• [Aim]: Gather each line of the data below that contains the word "smiley".

• [Materials provided]:
====

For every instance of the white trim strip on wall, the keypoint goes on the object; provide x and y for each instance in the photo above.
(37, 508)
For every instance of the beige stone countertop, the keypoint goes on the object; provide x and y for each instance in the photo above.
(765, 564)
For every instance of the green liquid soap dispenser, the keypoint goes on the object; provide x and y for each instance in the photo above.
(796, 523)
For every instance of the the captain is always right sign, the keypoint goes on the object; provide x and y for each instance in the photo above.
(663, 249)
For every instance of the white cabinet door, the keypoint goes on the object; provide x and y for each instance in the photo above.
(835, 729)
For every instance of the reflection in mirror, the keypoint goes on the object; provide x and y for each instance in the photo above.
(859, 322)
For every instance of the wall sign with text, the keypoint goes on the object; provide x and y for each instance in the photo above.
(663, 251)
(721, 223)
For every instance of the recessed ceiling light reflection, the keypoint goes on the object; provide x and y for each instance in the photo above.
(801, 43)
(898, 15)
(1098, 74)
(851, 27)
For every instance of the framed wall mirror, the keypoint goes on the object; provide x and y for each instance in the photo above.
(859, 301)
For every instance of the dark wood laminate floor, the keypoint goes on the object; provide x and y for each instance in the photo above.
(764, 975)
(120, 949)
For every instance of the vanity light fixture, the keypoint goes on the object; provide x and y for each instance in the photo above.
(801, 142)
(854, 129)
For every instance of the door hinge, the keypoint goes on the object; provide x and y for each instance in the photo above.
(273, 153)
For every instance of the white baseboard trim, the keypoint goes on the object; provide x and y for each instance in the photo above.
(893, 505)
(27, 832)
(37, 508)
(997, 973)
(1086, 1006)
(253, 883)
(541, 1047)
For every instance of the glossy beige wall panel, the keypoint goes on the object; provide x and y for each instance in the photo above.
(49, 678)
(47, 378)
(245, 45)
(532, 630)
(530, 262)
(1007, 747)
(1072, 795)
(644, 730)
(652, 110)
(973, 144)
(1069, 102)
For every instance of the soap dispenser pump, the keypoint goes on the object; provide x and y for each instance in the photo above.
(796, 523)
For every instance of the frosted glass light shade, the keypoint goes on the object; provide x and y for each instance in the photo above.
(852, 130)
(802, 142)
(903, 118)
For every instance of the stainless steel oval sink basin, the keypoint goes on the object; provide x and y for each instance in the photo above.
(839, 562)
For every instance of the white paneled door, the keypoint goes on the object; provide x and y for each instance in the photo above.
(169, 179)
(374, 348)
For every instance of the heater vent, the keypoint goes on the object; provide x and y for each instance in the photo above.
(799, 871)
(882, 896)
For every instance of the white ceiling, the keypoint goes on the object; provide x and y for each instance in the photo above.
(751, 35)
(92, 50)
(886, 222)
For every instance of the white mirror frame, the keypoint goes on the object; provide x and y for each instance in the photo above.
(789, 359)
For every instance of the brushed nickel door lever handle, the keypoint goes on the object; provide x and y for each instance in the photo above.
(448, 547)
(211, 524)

====

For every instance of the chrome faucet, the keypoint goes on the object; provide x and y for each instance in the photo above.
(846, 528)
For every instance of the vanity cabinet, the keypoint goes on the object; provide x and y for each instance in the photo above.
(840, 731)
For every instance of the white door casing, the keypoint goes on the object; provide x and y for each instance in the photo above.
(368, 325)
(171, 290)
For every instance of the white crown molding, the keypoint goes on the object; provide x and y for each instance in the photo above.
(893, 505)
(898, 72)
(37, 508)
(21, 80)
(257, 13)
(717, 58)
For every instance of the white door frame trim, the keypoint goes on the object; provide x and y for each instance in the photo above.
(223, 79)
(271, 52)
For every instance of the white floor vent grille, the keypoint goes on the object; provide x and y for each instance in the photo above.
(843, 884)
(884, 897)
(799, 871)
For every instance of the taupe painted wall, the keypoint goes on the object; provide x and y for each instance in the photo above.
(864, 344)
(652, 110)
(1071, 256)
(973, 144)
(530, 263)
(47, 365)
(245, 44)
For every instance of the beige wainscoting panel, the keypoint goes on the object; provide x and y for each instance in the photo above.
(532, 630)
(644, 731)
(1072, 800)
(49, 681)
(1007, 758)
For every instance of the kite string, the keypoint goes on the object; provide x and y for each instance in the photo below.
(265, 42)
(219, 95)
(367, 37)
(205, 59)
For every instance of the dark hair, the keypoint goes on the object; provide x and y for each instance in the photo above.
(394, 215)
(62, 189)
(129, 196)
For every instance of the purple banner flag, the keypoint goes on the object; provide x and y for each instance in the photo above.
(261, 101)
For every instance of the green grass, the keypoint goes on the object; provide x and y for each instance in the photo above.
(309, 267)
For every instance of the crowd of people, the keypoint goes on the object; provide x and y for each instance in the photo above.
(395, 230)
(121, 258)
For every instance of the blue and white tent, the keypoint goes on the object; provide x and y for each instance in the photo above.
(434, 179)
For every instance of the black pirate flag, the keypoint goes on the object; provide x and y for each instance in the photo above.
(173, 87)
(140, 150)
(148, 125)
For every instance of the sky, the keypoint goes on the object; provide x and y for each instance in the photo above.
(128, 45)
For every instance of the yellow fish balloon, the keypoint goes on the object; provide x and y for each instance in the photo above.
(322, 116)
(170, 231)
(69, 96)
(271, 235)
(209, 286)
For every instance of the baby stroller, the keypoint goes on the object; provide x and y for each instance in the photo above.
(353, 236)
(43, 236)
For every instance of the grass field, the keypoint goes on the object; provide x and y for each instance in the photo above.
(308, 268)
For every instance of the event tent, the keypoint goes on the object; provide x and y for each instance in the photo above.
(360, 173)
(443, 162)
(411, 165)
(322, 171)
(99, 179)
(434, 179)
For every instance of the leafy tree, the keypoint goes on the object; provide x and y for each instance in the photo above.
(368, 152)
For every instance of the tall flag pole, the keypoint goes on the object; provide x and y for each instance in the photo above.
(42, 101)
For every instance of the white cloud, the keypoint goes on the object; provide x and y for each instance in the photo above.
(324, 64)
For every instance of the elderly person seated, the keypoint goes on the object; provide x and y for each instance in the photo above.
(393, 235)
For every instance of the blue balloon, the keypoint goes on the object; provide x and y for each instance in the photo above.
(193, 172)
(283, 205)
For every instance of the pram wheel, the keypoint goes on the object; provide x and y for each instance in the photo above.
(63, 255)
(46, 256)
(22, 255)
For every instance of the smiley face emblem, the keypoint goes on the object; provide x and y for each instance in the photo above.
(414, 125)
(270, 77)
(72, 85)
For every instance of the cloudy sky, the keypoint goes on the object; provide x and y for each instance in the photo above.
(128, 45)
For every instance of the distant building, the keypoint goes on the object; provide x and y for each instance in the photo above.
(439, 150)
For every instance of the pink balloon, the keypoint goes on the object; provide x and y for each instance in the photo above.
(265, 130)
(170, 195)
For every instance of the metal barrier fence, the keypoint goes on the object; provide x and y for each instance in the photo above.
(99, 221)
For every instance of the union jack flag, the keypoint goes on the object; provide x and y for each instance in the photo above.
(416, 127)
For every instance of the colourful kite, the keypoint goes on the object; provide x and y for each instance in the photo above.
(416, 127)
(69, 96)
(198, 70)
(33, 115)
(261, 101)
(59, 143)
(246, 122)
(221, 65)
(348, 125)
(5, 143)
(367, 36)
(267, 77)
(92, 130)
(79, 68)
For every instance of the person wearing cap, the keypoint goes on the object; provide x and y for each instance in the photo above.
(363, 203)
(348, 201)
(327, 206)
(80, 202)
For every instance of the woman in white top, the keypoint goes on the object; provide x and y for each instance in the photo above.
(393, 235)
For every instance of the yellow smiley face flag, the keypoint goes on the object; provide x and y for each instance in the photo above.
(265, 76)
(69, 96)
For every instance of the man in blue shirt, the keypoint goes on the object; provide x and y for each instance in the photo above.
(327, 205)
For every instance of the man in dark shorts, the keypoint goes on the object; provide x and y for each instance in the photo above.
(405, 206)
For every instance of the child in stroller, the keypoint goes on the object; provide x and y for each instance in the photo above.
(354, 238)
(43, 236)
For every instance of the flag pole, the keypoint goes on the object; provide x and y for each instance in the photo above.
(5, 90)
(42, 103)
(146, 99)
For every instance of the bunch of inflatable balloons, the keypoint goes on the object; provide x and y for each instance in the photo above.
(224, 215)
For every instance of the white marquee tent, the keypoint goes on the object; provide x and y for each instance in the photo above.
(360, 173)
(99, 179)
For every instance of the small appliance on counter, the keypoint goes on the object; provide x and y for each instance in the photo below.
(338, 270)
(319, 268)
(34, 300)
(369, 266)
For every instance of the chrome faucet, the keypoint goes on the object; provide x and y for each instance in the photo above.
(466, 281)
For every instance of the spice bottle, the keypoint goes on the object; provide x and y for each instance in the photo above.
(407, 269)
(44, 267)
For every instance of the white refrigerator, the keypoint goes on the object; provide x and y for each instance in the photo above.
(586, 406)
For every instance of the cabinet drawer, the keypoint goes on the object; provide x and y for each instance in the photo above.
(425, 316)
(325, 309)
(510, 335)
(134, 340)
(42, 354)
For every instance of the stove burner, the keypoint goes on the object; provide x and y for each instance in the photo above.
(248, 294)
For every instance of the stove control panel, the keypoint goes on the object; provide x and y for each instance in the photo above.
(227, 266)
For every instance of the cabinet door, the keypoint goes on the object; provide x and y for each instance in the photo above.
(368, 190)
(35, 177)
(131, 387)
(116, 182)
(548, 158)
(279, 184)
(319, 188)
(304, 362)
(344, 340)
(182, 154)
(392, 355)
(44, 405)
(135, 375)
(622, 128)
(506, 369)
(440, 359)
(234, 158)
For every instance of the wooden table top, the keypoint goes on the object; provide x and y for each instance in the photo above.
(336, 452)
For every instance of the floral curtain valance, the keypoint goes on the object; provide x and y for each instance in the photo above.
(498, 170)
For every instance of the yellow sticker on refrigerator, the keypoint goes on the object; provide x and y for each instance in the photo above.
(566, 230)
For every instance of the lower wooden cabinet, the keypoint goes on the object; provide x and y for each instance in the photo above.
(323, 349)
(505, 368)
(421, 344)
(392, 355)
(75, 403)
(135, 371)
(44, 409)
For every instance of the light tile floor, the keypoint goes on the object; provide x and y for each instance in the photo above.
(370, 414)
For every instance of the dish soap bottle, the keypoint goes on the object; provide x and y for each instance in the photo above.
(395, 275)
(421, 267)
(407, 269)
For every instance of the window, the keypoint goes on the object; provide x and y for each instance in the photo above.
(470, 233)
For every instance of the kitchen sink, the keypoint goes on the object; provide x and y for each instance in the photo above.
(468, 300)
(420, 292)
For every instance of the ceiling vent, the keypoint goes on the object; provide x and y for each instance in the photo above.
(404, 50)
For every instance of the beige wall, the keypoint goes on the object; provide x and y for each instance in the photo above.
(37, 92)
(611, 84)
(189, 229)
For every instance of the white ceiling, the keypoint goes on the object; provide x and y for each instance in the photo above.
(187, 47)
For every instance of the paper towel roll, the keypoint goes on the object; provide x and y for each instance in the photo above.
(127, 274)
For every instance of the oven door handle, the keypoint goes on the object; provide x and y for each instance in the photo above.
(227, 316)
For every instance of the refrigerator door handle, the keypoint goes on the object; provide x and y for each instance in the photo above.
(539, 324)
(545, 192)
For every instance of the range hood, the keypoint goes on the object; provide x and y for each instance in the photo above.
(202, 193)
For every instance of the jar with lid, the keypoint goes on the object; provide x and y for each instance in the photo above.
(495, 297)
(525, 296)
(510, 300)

====

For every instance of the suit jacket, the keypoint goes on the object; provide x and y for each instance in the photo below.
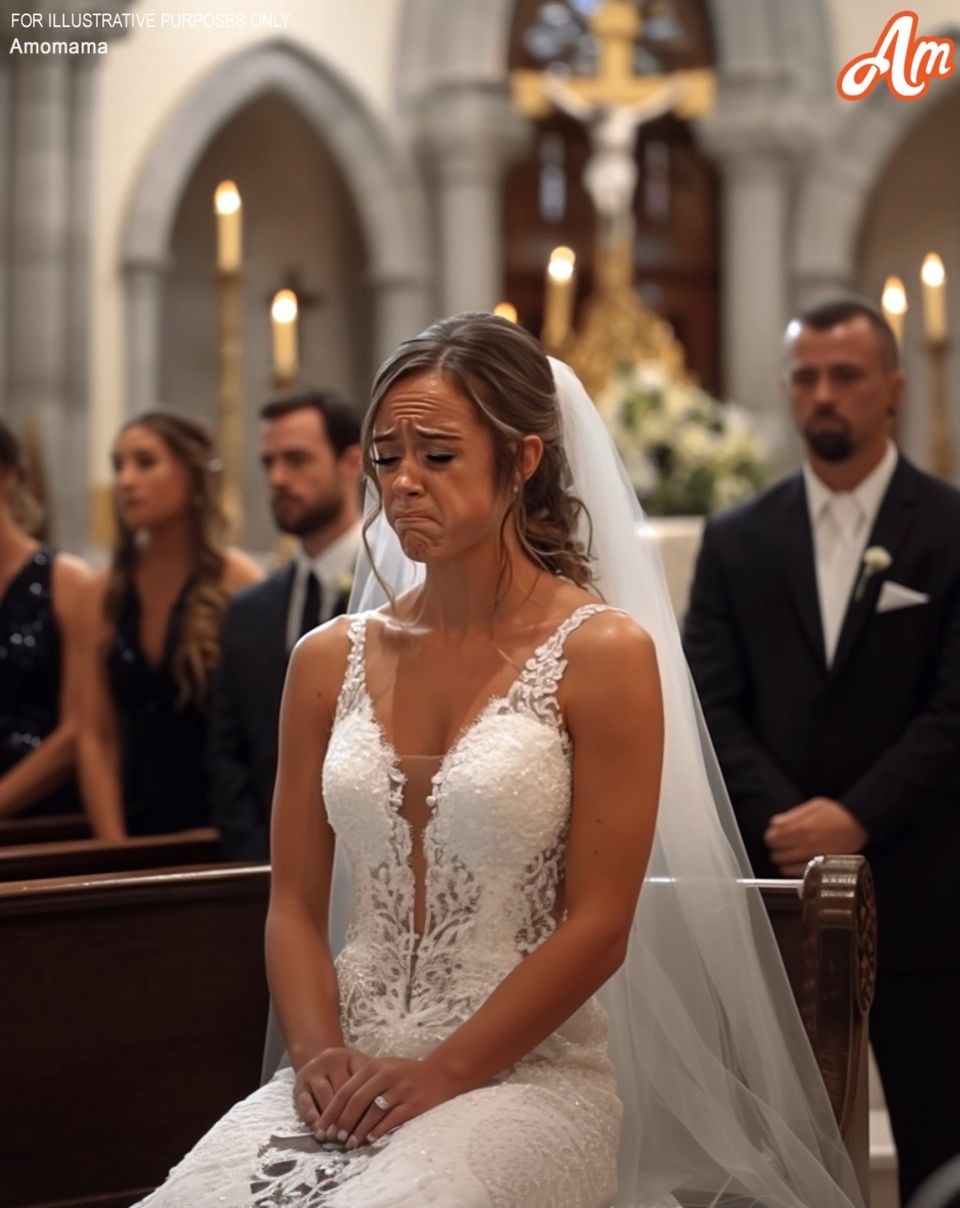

====

• [Written reply]:
For every instance of the smiley face emblem, the keypoint goes on the object; provide x and y for each instance in the photo above.
For every instance of the yellow smiley face flag, the keypoint goes on the object; provide x and y for each instance in the photo above.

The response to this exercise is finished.